# [Written problem]
Reproduce every row below verbatim, from the first line to the last.

•••

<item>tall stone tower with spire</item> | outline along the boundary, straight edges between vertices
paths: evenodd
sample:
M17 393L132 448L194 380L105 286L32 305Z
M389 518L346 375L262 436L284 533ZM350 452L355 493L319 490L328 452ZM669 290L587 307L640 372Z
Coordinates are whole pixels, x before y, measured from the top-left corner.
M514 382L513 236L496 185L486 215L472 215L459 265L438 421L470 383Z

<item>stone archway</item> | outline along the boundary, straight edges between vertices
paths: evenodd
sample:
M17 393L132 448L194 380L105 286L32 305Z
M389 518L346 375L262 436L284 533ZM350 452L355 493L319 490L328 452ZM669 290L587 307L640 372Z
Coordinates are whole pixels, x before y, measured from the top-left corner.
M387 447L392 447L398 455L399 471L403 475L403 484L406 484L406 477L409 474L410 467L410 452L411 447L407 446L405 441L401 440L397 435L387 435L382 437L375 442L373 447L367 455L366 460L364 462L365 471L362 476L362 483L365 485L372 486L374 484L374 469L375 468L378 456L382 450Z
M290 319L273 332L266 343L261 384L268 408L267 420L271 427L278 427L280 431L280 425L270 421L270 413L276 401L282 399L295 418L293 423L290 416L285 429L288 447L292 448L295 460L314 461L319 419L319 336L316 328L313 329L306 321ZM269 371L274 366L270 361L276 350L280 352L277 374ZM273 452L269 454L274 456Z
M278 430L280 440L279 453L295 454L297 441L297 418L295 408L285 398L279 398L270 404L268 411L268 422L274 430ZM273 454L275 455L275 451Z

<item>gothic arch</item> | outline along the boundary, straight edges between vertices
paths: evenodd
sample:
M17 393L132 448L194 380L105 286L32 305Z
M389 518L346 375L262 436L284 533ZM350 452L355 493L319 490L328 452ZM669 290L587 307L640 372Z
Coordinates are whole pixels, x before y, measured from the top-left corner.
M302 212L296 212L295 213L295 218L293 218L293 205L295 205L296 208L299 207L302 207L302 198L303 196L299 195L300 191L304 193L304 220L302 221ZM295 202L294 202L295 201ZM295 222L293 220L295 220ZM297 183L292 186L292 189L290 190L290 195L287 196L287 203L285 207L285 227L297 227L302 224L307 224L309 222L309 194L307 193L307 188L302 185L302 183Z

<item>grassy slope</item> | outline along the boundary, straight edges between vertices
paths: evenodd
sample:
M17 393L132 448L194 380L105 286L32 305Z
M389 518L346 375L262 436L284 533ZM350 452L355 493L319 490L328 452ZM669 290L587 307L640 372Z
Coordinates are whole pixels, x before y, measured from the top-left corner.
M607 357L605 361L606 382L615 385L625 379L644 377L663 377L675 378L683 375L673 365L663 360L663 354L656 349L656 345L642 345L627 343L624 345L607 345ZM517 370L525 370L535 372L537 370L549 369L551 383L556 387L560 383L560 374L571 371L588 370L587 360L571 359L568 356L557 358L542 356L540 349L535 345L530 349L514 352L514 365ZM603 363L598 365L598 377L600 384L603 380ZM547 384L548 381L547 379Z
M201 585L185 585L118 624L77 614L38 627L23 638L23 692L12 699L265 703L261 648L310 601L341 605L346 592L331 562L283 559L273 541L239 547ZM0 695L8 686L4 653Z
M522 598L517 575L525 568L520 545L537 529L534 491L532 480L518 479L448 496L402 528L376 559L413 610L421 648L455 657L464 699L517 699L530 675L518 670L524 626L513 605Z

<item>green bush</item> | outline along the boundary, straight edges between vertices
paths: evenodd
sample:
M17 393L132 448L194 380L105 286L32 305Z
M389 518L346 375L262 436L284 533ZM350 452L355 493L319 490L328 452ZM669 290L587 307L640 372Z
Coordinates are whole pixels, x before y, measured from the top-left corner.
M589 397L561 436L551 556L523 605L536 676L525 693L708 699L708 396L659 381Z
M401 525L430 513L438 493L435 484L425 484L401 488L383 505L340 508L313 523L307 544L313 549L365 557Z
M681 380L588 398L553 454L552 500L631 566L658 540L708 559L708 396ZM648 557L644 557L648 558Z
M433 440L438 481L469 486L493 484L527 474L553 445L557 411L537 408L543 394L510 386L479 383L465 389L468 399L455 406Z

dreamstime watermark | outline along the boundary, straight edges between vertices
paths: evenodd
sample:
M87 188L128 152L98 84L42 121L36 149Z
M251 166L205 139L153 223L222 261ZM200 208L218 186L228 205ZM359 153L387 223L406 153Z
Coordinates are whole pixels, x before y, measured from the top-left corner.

•••

# [Answer to the problem]
<item>tall stone tower with spire</item> | outline along the boundary, straight edges between vertices
paths: evenodd
sample:
M17 393L132 448L194 380L105 286L32 305Z
M389 518L346 375L262 436L284 533ZM350 452L355 493L319 490L328 452ZM669 290L587 307L640 372Z
Coordinates are whole pixels, x before y, measured from the top-left corner.
M514 382L513 236L496 185L486 215L472 215L459 265L438 421L470 383Z

<item>stone archway</item> | outline along the boundary, straight edges between vertices
paths: evenodd
sample:
M17 393L132 448L194 380L105 286L32 305Z
M389 518L346 375L262 436L284 533ZM350 452L355 493L319 490L328 452ZM669 290L587 307L640 372Z
Coordinates are whole pixels, x before y, measured from the top-left corner.
M387 447L392 447L398 455L399 471L403 475L403 484L406 484L406 477L409 474L410 467L410 452L411 447L407 446L405 441L401 440L397 435L387 435L382 437L375 442L373 447L367 455L366 460L364 462L365 471L362 476L362 483L365 485L372 486L374 484L374 469L375 468L378 456L382 450Z
M290 319L273 332L266 343L261 384L268 408L267 420L271 427L278 427L280 431L280 425L270 421L270 413L276 401L282 399L295 418L293 423L290 416L285 429L288 447L292 448L295 460L314 461L319 419L319 336L316 328L313 329L306 321ZM269 371L274 366L270 361L276 350L280 352L277 374ZM273 452L269 454L274 456Z
M278 430L280 440L279 453L295 454L297 441L297 418L295 408L285 398L279 398L270 404L268 411L268 422L274 430ZM273 454L275 455L275 451Z

<item>gothic arch</item> | outline along the boundary, straight edges between vertices
paths: evenodd
sample:
M17 393L132 448L194 380L105 286L32 305Z
M389 518L346 375L262 436L284 533ZM350 452L355 493L319 490L328 452ZM669 290L587 307L640 372Z
Coordinates are whole pixels, x before y, measured from the top-left corner.
M302 212L296 212L295 213L295 218L293 218L293 205L295 205L296 208L299 207L302 207L302 198L303 196L299 195L300 191L304 193L304 220L302 221ZM295 202L294 202L295 201ZM295 222L293 220L295 220ZM297 183L292 186L292 189L290 190L290 195L287 196L287 203L285 207L285 227L297 227L302 224L307 224L309 222L309 194L307 193L307 188L302 185L302 183Z

<item>grassy slope</item> | outline along the boundary, straight edges between vertices
paths: evenodd
sample:
M17 393L132 448L194 380L105 286L32 305Z
M389 518L346 375L262 436L284 533ZM350 452L355 493L319 490L328 452ZM669 290L587 307L640 372Z
Coordinates are whole pixels, x before y, measured from the top-left corner.
M607 357L605 361L606 382L615 385L625 379L644 377L663 377L675 378L683 375L673 365L663 360L663 354L656 349L656 345L642 345L627 343L624 345L607 345ZM517 370L525 370L535 372L537 370L549 369L551 383L556 387L560 383L560 374L571 371L588 370L587 360L571 359L568 356L557 358L542 356L540 349L535 345L530 349L514 352L514 365ZM603 363L598 365L598 377L600 384L603 380ZM547 384L548 381L547 379Z
M201 585L185 585L118 624L77 614L38 627L23 638L23 692L12 699L265 703L261 648L310 601L341 605L346 592L331 562L283 559L273 541L239 547ZM0 695L8 686L4 653Z
M522 598L517 575L525 568L520 545L537 529L534 491L532 480L518 479L448 496L402 528L376 559L413 610L421 648L455 657L464 699L517 699L530 675L518 670L524 626L513 605Z

<item>green bush</item> | outline along the boundary, straight edges between vertices
paths: evenodd
sample:
M17 393L132 448L194 380L105 286L32 305Z
M389 518L346 375L262 436L284 533ZM350 452L355 493L319 490L328 452ZM669 290L587 307L640 372Z
Coordinates are whole pixels, x before y, measured from the top-left corner.
M589 397L561 436L551 556L523 605L536 676L525 693L708 699L708 396L659 381Z
M401 525L430 513L438 493L435 484L425 484L401 488L383 505L340 508L313 523L307 544L313 549L365 557Z
M681 380L588 398L553 454L552 500L631 566L658 540L708 559L708 396ZM648 557L644 557L648 558Z
M433 440L438 481L469 486L493 484L527 474L553 445L557 411L537 408L543 394L510 386L479 383L465 389L468 399L455 406Z

dreamstime watermark | outline along the boundary, straight edges between vertices
paths: evenodd
sample:
M87 188L128 152L98 84L42 121L36 149Z
M251 166L205 139L153 223L222 261ZM200 208L218 186L228 205ZM359 153L387 223L406 153Z
Coordinates are whole pixels, x before y, measured from the top-left corner.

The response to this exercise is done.